Annotated coordinate records:
= = = = = = =

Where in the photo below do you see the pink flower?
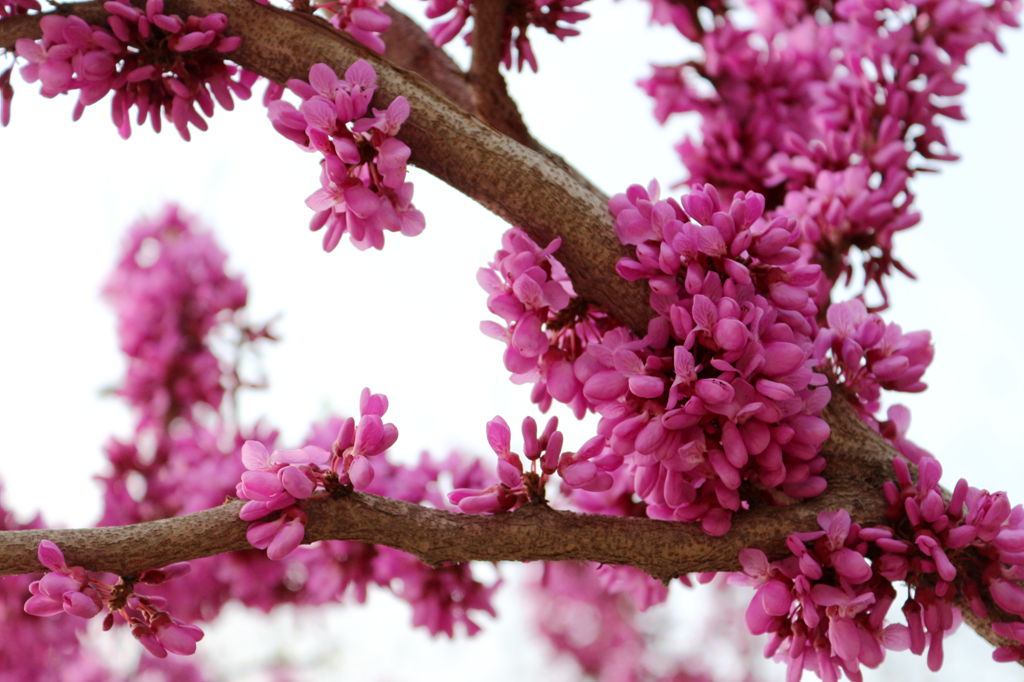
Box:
[268,61,424,251]
[15,0,254,140]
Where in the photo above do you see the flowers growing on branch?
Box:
[0,0,1024,682]
[15,0,256,140]
[269,59,424,251]
[25,540,203,658]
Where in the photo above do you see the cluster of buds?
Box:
[814,299,935,418]
[236,388,398,559]
[315,0,391,54]
[449,417,622,514]
[15,0,255,139]
[268,59,424,251]
[25,540,203,658]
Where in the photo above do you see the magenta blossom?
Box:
[269,59,424,251]
[15,0,254,139]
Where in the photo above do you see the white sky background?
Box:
[0,0,1024,681]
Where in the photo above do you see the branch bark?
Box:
[0,0,651,330]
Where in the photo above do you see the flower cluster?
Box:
[15,0,255,140]
[419,0,590,72]
[478,184,829,535]
[737,456,1024,680]
[268,59,424,251]
[236,388,398,559]
[738,510,905,681]
[104,206,247,423]
[814,299,934,419]
[532,561,713,682]
[876,456,1024,659]
[642,0,1020,300]
[25,540,203,658]
[476,227,612,417]
[449,417,612,514]
[315,0,391,54]
[606,185,829,535]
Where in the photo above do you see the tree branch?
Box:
[0,0,652,330]
[0,0,1011,655]
[0,393,892,580]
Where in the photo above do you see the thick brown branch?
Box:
[0,0,1015,655]
[0,0,651,330]
[0,393,888,580]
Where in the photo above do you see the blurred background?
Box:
[0,0,1024,682]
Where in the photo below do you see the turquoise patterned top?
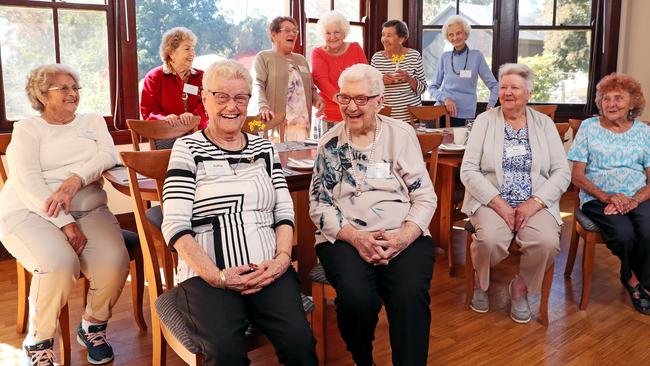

= = = = = = =

Copy the part of the listing that opens with the line containing "Where in the photo above do you see the magenta" and runs through the end of the listing, changing "branch" to "limb" and leaving everything else as it is. Leave the pictures out of your answer.

Where in the photo above do you see the magenta blossom?
Box:
[269,59,424,251]
[15,0,254,139]
Where in the photo above do you see the white sky background?
Box:
[0,0,1024,681]
Where in the photo above do you see the limb bark?
Box:
[0,0,651,330]
Where in the photo above do you see the flower cluster?
Box:
[15,0,255,140]
[419,0,590,72]
[478,184,829,535]
[737,456,1024,680]
[268,59,424,251]
[236,388,398,559]
[738,510,905,681]
[104,206,247,423]
[814,299,934,419]
[532,561,713,682]
[876,456,1024,659]
[642,0,1020,300]
[25,540,203,658]
[476,227,612,417]
[449,417,612,514]
[315,0,391,54]
[606,185,829,535]
Where in the photo above do you see the tree limb?
Box:
[0,0,652,330]
[0,0,1011,655]
[0,393,892,580]
Where in the photo above do you see the thick brown limb?
Box:
[0,0,1015,655]
[0,0,651,330]
[0,393,888,580]
Where in the photo above do you see the blurred background?
Box:
[0,0,1024,682]
Where in the photo below do you see the turquoise patterned top?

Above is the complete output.